Write out the listing exactly, from its first line through the line holding "column 308, row 71", but include none of the pictures.

- [Records for this task]:
※ ※ ※

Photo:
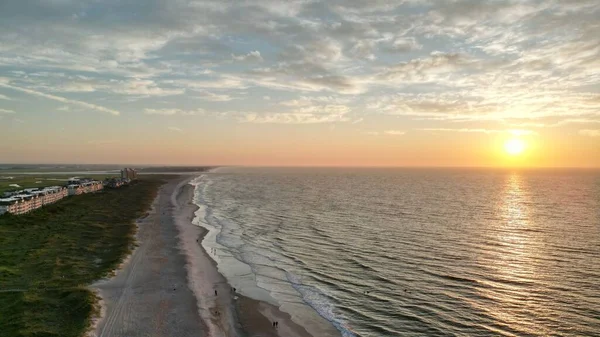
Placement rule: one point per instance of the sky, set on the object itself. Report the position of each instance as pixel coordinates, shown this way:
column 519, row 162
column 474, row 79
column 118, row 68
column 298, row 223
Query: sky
column 300, row 83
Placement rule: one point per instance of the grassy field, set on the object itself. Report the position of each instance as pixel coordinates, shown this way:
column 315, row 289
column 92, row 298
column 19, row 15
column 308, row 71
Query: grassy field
column 30, row 181
column 50, row 256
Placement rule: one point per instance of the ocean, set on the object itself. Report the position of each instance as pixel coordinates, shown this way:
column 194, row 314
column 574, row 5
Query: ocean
column 411, row 252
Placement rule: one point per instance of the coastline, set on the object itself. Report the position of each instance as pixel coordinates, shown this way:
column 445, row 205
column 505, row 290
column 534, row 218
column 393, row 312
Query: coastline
column 238, row 315
column 166, row 286
column 148, row 294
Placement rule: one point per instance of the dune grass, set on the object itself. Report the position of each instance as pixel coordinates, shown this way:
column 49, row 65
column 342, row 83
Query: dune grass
column 50, row 256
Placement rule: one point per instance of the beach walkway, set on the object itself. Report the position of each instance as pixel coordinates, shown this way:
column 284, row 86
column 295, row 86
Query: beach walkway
column 150, row 296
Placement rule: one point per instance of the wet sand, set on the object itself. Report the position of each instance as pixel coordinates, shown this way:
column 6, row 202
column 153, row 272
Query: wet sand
column 149, row 295
column 167, row 286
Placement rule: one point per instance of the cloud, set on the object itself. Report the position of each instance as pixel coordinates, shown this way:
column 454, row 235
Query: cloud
column 462, row 61
column 590, row 133
column 482, row 130
column 212, row 97
column 253, row 56
column 403, row 45
column 171, row 112
column 101, row 142
column 313, row 114
column 174, row 129
column 62, row 99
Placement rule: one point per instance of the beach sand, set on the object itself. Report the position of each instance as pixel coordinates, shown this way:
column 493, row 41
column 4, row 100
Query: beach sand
column 167, row 286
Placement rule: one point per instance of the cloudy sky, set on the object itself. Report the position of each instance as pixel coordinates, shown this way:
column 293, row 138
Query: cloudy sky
column 263, row 82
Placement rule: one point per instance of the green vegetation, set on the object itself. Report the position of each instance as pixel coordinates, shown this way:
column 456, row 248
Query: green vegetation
column 30, row 181
column 50, row 256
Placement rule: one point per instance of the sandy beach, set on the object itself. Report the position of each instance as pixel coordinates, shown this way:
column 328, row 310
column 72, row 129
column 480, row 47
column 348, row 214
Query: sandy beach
column 169, row 286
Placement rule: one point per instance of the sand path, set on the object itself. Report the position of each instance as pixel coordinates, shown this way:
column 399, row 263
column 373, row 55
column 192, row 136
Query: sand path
column 149, row 296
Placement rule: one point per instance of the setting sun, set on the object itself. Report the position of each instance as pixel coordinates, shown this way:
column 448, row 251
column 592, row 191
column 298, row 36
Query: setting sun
column 514, row 146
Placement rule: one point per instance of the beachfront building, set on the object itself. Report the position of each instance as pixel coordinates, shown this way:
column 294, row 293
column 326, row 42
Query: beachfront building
column 116, row 182
column 128, row 173
column 24, row 201
column 88, row 186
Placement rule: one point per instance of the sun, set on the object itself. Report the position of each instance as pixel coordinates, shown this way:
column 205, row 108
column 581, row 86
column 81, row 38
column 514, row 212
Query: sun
column 514, row 146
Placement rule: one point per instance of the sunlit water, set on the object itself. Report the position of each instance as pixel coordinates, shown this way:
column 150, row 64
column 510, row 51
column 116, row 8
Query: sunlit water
column 393, row 252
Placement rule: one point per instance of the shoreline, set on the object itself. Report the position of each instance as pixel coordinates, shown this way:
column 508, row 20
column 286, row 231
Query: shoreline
column 242, row 316
column 166, row 285
column 148, row 295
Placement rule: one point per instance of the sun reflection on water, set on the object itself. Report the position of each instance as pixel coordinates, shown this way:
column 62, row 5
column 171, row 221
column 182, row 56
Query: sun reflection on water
column 511, row 261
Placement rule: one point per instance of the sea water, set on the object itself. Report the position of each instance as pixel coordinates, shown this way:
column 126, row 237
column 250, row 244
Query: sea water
column 393, row 252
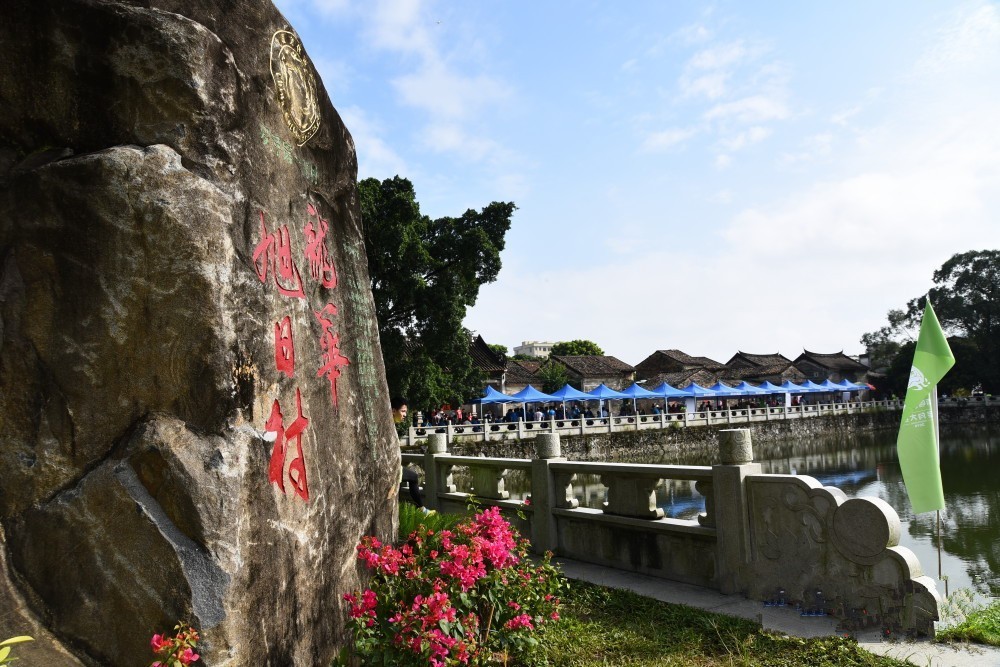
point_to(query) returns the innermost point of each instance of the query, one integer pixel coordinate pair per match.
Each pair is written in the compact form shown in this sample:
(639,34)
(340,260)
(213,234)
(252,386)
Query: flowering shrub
(176,651)
(5,656)
(466,596)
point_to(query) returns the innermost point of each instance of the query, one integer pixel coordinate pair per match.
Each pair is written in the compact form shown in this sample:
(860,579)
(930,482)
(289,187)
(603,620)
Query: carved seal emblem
(917,379)
(295,85)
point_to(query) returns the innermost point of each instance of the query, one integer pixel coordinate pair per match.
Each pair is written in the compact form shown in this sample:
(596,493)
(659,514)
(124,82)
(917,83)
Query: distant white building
(534,348)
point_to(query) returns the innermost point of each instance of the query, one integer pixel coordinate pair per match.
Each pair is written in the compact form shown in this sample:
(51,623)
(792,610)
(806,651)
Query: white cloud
(452,138)
(841,118)
(401,26)
(821,263)
(375,157)
(332,7)
(723,56)
(666,140)
(696,33)
(967,39)
(443,92)
(712,86)
(752,109)
(753,135)
(812,148)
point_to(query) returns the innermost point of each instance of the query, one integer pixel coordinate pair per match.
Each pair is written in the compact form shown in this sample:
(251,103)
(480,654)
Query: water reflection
(866,465)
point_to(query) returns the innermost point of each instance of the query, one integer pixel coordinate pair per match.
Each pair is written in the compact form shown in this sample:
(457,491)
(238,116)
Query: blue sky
(710,177)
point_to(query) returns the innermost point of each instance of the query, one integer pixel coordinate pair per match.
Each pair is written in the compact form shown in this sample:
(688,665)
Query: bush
(467,596)
(5,648)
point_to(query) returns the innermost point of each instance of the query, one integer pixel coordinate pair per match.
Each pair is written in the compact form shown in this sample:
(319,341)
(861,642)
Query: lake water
(866,465)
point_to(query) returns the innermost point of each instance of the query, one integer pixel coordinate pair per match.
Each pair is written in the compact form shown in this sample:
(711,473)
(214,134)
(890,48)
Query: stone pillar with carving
(549,489)
(730,506)
(438,477)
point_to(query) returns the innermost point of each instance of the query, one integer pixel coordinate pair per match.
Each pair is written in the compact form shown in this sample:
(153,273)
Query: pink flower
(520,621)
(188,656)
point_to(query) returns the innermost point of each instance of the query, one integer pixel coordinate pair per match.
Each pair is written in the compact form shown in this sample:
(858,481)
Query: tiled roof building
(520,374)
(836,366)
(757,360)
(592,370)
(672,361)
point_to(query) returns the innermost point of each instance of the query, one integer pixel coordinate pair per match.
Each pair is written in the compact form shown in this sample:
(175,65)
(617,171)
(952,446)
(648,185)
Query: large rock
(192,400)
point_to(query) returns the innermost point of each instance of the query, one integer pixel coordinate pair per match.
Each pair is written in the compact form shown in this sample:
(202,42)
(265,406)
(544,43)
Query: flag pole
(937,442)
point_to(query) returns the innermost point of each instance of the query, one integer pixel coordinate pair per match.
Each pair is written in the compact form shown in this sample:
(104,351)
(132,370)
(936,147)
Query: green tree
(966,298)
(577,348)
(553,376)
(424,275)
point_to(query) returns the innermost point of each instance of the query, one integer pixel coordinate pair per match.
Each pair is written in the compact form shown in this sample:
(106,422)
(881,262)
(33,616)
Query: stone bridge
(780,538)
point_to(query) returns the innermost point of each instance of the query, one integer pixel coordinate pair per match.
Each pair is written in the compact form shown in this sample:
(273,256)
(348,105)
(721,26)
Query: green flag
(917,444)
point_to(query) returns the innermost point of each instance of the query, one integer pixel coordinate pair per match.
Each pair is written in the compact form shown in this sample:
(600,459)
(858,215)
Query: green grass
(411,516)
(608,627)
(979,626)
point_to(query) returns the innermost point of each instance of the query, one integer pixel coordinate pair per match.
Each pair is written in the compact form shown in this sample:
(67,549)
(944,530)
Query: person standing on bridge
(409,475)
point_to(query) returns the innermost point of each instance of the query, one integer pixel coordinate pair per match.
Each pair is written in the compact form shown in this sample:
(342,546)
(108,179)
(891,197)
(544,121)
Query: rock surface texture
(193,406)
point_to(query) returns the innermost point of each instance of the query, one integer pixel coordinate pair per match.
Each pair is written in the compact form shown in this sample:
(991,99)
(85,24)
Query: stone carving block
(192,395)
(807,538)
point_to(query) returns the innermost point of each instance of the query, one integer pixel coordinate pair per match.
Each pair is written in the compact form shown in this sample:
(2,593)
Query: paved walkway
(779,619)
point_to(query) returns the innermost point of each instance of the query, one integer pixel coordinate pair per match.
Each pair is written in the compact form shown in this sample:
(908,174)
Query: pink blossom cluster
(178,648)
(452,597)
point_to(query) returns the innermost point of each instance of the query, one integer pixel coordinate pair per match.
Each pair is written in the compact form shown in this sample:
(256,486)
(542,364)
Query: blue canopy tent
(530,395)
(722,389)
(603,392)
(809,385)
(750,390)
(491,395)
(664,390)
(635,392)
(790,387)
(694,391)
(697,390)
(568,393)
(847,385)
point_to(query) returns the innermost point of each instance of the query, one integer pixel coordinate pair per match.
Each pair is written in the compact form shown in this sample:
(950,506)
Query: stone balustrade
(764,536)
(596,425)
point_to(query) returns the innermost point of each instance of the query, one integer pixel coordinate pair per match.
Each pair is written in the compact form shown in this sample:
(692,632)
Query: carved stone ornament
(295,85)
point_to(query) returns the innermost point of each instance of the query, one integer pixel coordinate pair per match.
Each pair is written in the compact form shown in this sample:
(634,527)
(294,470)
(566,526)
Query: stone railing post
(437,477)
(489,482)
(547,491)
(730,508)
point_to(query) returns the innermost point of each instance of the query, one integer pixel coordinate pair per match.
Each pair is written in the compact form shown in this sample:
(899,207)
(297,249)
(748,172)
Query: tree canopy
(576,348)
(424,275)
(966,299)
(553,376)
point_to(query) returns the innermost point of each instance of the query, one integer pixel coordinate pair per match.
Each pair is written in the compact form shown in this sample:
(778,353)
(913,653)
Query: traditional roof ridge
(484,357)
(820,357)
(593,363)
(760,358)
(684,357)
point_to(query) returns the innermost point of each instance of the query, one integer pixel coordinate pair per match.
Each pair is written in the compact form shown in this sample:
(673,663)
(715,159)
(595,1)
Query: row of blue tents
(664,391)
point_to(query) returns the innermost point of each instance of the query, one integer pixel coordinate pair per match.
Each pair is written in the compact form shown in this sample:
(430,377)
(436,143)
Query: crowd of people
(559,411)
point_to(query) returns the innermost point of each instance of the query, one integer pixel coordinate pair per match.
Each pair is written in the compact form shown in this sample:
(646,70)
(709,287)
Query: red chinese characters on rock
(329,342)
(285,436)
(273,255)
(284,349)
(321,267)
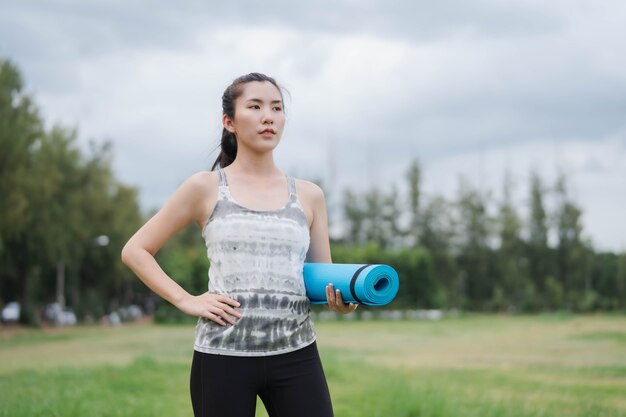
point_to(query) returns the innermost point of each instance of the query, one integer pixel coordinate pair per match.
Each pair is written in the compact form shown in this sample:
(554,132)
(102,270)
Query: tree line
(478,252)
(470,252)
(56,200)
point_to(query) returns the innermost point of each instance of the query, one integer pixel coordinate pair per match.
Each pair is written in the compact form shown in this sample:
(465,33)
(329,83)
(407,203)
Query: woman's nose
(267,118)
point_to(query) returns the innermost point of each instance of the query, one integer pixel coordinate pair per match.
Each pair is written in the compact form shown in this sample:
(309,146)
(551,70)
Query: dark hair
(228,144)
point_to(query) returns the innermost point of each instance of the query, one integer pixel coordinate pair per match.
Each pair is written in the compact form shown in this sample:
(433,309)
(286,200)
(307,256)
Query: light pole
(102,240)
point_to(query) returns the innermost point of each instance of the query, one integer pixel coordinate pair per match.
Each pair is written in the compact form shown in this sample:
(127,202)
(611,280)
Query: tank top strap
(224,192)
(222,177)
(293,195)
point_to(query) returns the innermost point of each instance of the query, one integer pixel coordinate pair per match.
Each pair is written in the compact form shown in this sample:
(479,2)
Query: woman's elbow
(127,254)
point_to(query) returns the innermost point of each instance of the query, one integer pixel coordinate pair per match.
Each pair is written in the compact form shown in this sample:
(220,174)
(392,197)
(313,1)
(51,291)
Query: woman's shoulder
(202,181)
(308,189)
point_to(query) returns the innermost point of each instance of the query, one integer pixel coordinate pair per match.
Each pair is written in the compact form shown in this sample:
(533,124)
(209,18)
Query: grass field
(479,366)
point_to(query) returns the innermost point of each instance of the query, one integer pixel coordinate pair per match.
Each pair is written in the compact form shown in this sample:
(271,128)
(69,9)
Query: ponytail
(228,144)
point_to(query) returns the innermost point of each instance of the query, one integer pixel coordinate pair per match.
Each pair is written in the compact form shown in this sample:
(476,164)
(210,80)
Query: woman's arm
(189,203)
(319,248)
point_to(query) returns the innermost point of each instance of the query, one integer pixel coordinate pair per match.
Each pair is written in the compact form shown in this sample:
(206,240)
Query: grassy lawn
(553,365)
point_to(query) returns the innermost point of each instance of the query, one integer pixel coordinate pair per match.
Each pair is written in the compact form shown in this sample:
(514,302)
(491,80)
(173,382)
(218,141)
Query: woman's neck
(257,165)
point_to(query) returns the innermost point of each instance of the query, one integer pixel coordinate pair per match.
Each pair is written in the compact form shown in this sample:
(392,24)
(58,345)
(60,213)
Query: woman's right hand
(215,307)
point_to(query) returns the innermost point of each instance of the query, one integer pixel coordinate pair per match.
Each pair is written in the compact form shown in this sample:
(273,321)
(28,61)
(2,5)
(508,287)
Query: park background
(477,147)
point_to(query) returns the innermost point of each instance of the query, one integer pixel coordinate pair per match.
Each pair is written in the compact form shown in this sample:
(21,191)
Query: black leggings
(290,384)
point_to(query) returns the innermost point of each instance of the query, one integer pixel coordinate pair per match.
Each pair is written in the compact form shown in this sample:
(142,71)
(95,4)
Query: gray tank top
(257,258)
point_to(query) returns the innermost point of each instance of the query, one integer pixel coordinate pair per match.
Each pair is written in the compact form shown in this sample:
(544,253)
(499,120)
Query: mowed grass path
(476,366)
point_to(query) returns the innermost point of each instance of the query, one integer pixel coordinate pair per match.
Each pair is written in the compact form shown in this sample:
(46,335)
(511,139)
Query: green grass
(470,366)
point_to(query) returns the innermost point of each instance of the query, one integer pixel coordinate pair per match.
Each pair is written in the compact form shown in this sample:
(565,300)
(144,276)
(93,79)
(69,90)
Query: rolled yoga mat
(374,285)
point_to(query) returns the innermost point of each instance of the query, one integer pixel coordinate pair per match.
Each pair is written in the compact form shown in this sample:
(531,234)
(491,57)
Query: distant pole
(61,284)
(101,240)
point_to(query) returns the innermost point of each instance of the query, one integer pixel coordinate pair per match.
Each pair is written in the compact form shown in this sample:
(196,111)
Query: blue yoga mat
(374,285)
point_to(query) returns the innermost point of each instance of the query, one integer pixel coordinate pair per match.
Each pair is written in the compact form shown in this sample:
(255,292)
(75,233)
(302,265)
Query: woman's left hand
(335,302)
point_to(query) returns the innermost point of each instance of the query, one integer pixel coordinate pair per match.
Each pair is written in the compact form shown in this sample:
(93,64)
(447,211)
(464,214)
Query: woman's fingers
(335,301)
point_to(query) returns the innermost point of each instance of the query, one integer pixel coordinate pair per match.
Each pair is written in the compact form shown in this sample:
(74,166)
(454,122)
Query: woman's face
(259,118)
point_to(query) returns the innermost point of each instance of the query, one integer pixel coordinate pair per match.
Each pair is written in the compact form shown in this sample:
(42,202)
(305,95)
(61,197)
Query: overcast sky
(470,88)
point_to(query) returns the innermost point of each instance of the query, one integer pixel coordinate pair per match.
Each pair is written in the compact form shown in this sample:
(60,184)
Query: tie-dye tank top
(257,258)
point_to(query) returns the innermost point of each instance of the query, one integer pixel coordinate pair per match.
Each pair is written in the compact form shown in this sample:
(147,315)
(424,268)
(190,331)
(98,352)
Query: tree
(510,256)
(539,254)
(474,257)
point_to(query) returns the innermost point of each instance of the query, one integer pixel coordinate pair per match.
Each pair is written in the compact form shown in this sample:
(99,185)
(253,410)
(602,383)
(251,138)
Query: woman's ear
(228,123)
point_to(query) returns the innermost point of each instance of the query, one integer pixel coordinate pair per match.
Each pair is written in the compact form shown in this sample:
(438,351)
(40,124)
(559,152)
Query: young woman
(254,336)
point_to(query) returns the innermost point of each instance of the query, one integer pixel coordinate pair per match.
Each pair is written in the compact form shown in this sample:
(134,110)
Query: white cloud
(468,89)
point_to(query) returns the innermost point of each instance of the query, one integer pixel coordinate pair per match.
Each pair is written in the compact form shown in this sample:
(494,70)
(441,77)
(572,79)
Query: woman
(254,335)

※ ※ ※

- [Response to the exercise]:
Photo:
Placement rule: one point per instance of the sky, set on the object itself. Report the position of each instance as pixel coordinates, shown this way:
column 519, row 162
column 474, row 79
column 118, row 68
column 298, row 223
Query: sky
column 300, row 83
Placement rule: one point per instance of the grassy field, set on the object itself. Report the position of each instance as pixel coordinates, shown this way:
column 315, row 289
column 92, row 298
column 19, row 15
column 308, row 71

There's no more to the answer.